DATA:

========

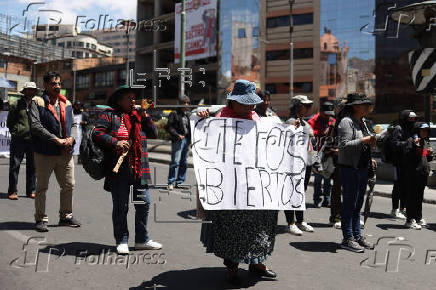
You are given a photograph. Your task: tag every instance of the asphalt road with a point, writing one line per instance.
(83, 258)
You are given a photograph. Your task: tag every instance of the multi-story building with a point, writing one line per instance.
(70, 38)
(117, 40)
(237, 46)
(275, 47)
(95, 88)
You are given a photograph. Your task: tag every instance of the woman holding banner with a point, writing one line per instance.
(240, 236)
(300, 108)
(354, 160)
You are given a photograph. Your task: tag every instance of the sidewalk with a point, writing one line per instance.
(160, 152)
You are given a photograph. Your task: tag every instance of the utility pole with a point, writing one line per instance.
(291, 51)
(182, 51)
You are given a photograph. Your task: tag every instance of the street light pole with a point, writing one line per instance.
(182, 51)
(127, 56)
(291, 50)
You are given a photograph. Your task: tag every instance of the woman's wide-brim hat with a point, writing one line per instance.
(357, 99)
(244, 92)
(119, 92)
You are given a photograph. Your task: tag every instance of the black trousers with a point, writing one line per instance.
(291, 215)
(415, 198)
(399, 191)
(18, 148)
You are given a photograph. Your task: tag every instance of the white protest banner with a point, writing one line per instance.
(201, 30)
(5, 136)
(244, 164)
(78, 137)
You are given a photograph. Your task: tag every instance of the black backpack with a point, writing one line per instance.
(388, 152)
(92, 157)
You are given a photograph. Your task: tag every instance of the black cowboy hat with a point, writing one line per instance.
(118, 93)
(357, 99)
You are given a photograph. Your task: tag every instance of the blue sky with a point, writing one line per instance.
(68, 11)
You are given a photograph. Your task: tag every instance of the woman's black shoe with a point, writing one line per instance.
(262, 272)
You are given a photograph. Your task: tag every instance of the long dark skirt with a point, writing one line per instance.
(242, 236)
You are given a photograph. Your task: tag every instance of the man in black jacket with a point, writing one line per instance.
(18, 124)
(52, 127)
(402, 143)
(179, 129)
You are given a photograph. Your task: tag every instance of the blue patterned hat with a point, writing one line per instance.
(244, 92)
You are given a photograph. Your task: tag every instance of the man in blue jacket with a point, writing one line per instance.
(52, 125)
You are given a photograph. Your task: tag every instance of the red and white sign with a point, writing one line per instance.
(201, 29)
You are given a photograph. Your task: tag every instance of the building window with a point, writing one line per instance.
(255, 31)
(277, 21)
(121, 77)
(82, 81)
(277, 54)
(304, 87)
(241, 33)
(297, 19)
(299, 53)
(104, 79)
(303, 19)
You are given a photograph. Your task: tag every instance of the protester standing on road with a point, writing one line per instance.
(52, 127)
(180, 131)
(21, 143)
(354, 159)
(300, 108)
(402, 142)
(240, 236)
(321, 124)
(125, 129)
(423, 155)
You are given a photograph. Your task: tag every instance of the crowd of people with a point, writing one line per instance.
(339, 156)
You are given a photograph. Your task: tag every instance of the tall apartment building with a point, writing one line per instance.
(117, 40)
(70, 38)
(275, 52)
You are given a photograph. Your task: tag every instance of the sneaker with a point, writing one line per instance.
(69, 222)
(41, 226)
(293, 229)
(422, 223)
(123, 249)
(396, 213)
(351, 245)
(412, 224)
(31, 195)
(364, 243)
(305, 227)
(150, 245)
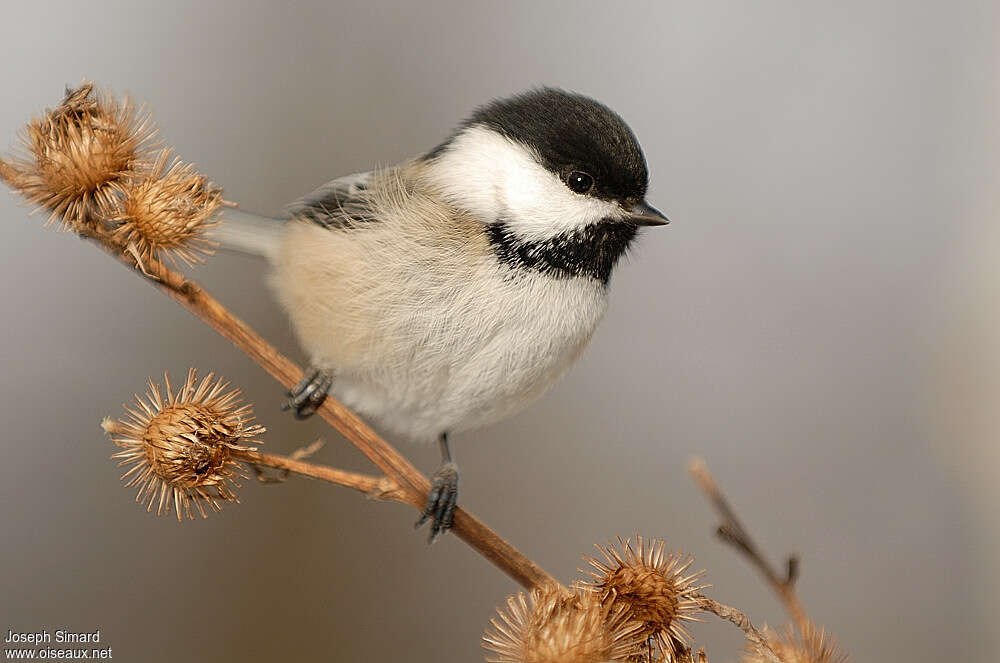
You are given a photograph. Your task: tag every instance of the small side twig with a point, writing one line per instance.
(735, 534)
(741, 621)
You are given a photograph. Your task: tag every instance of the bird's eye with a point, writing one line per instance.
(579, 181)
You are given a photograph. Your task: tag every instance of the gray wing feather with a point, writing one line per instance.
(340, 204)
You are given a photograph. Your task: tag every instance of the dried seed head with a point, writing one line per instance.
(556, 625)
(653, 587)
(77, 155)
(813, 647)
(180, 448)
(168, 212)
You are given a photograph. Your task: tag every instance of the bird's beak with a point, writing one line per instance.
(644, 214)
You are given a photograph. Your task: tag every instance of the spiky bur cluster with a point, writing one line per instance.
(632, 608)
(654, 586)
(168, 212)
(812, 646)
(92, 163)
(558, 625)
(179, 447)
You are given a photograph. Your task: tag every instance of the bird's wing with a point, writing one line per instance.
(340, 204)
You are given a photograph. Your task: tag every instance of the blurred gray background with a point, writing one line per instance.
(821, 323)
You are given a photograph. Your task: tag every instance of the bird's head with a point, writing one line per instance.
(545, 164)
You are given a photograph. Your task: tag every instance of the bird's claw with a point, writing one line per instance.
(441, 501)
(306, 397)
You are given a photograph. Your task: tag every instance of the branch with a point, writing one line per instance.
(381, 488)
(732, 532)
(408, 486)
(741, 621)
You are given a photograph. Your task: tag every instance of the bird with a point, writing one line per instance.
(449, 291)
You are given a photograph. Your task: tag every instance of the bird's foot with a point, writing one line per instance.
(306, 397)
(441, 501)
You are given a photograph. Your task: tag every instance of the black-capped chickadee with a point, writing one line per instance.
(451, 290)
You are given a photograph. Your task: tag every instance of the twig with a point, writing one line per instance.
(734, 616)
(409, 486)
(732, 532)
(382, 488)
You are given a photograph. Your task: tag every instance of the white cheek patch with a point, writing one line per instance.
(497, 179)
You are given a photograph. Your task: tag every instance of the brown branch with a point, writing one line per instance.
(382, 488)
(734, 616)
(732, 532)
(409, 486)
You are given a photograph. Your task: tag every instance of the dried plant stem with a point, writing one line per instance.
(409, 485)
(382, 488)
(732, 532)
(734, 616)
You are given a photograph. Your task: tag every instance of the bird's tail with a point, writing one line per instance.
(246, 232)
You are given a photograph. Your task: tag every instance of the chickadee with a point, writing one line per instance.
(451, 290)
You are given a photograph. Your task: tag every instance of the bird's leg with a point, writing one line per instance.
(306, 397)
(443, 498)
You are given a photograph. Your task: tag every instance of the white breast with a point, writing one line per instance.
(424, 329)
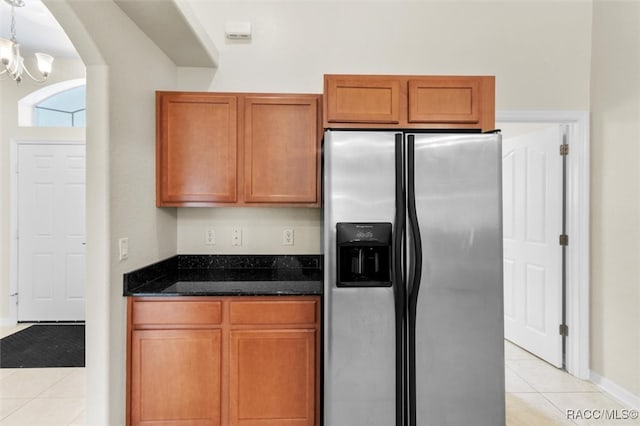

========

EXERCISE: Set down each entry again exactly as written. Pictures stay out.

TASK OUTPUT:
You are given a photograph. Your task: tag every instance of the asphalt road with a point, writing one line per instance.
(83, 258)
You are given a photograph. Your task: tag every instance of the multi-story building with a point, writing one line per instance.
(70, 38)
(117, 40)
(237, 46)
(275, 47)
(95, 88)
You are given a photograph. Your task: tag every instance of the woman holding banner with a point, writing one line per instance.
(240, 236)
(300, 108)
(354, 160)
You are given a photograph. Your task: tag every instance of the sidewalk with a point, writing one line per instance.
(160, 152)
You are given a photograph. Your task: tag every instance of the utility pole with a point, writing one line per instance.
(291, 51)
(182, 51)
You are given a photograph. Your task: tag every instance of the street light pole with a point, writing one line per instance.
(182, 51)
(127, 56)
(291, 50)
You are given a photograph. Your task: tag every instance of the woman's wide-brim hat with a point, writing one line per instance.
(357, 99)
(244, 92)
(119, 92)
You are given a photograph. Your task: tag every instance of the black trousers with a point, writing one line per instance.
(291, 215)
(415, 198)
(399, 191)
(18, 148)
You are given a photograph. Your task: tag every instance of the white protest banner with a point, writing one line per instance.
(201, 30)
(5, 136)
(244, 164)
(78, 137)
You are given a photograph. Your task: tag every instance of the black backpack with a point, writing one line per instance.
(388, 152)
(92, 157)
You are given a photograph. Your task: tag every instance of the black cowboy hat with a point, writing one line per instance.
(118, 93)
(357, 99)
You are given a photograph. Your task: tag every instance of the blue sky with a point, writing one line per instance.
(68, 11)
You are given a photograph. Your task: tag every instance of the woman's black shoe with a point, writing one line per instance.
(262, 272)
You are given a photograph. Your task: tag every instance of the long dark skirt with a point, writing one line per instance.
(242, 236)
You are given a photograph. Your task: tag every instance of the man in black jacket with a point, writing one line per instance.
(18, 124)
(52, 127)
(402, 143)
(179, 129)
You are given a photograph. Your task: tag every instance of the blue patterned hat with a point, writing one line per instance.
(244, 92)
You are given a photograph. Your task: tag every instance of the man in blue jacket with a point, writing one line per instance.
(52, 125)
You are given a photograph. Your task: tag every instance of the red and white sign with a point, writing one line per instance.
(201, 29)
You are given a photograph. Your task: tag every instance of the building window with a point, writing one line per instance.
(255, 31)
(277, 21)
(121, 77)
(82, 81)
(277, 54)
(304, 87)
(241, 33)
(297, 19)
(299, 53)
(104, 79)
(303, 19)
You are given a photograph. Your task: tag every instance of the protester standing on road with a point, writing one line per instance.
(52, 127)
(180, 131)
(21, 143)
(354, 159)
(300, 108)
(402, 142)
(240, 236)
(321, 124)
(125, 129)
(423, 155)
You are given a photograph. Your task: tag every instance of the crowd of people with a point, writing one line per instance.
(339, 156)
You are given a photograph. Your task: tag every instance of the tall apartment building with a point, writing one line per instance.
(117, 40)
(70, 38)
(275, 52)
You are given a photograph. Your task: tag every instance of the sneaker with a point, writing one line per instance.
(69, 222)
(41, 226)
(293, 229)
(422, 223)
(123, 249)
(396, 213)
(351, 245)
(412, 224)
(31, 195)
(364, 243)
(305, 227)
(150, 245)
You are given a photograph. Your task: tag every instance of the small side twig with a point, writing one line per instance.
(735, 534)
(741, 621)
You are given a photograph. Your task: tag every instance of the bird's eye with a point, writing one line per instance.
(579, 181)
You are given a photograph. Your task: tag every instance of the gray wing feather with a point, writing one line per instance.
(340, 204)
You are given a photograph. Your task: tag every instance of the dried seed head with a point, writing one line per instance.
(556, 625)
(653, 587)
(77, 155)
(813, 647)
(180, 448)
(168, 212)
You are given a photograph. Your task: tag every instance of the bird's beak with a point, writing one line per instance.
(644, 214)
You are given a photograph. Your task: tag every instance of the spiky bur cluster with a point, writing one line per instance.
(632, 608)
(654, 586)
(168, 212)
(812, 646)
(92, 163)
(558, 625)
(179, 447)
You are given a photograph. Your task: tag every instance of the bird's wing with a point, writing one line per instance.
(340, 204)
You are given a photograph. Your task: tag every instance of the blurred gray background with a point, writing one line per instance.
(821, 323)
You are given a photograph. Your task: tag every instance of the bird's head with a point, writing one line per instance.
(545, 164)
You are given a photograph. Your task: tag every instance of the bird's claw with a point, writing one line per instance.
(441, 501)
(306, 397)
You are given a photograph. Your task: tag every instance of the branch with a point, writing one line per instance.
(381, 488)
(732, 532)
(408, 486)
(741, 621)
You are given a photograph. Your task: tag every instance of the bird with a point, writing one line per instance.
(449, 291)
You are given a photograph. Your task: tag every instance of the bird's foot with a point, writing one line per instance.
(306, 397)
(441, 501)
You are given a photograph. Your task: tag every instance of the black-capped chickadee with a point, writing one line per instance.
(451, 290)
You are given a photograph. Your task: tag every instance of the twig with a point, writing one line per instance.
(734, 616)
(409, 486)
(732, 532)
(382, 488)
You are given a photograph. Your task: tag every instance of the white cheek patch with a point, writing one line per instance.
(497, 179)
You are given a photograph. Your task: tag every instance of the brown branch with a point, writing one line per instance.
(382, 488)
(734, 616)
(732, 532)
(409, 486)
You are given a photograph. Your task: tag every instance of the dried plant stem with a point, writing one line per instance.
(409, 485)
(382, 488)
(732, 532)
(734, 616)
You are given a photograph. Your task: tag every instance of the bird's tail with a point, writing one line per instance.
(246, 232)
You are given a photograph. Your task: tag every instance of the chickadee with a point, writing one line per instance.
(451, 290)
You are given a photograph. Your task: tag every instance of the bird's leg with a point, writing one line per instance.
(306, 397)
(443, 498)
You are given a photograph. Your task: tag every instance of the white breast with a point, writing one line per instance.
(424, 329)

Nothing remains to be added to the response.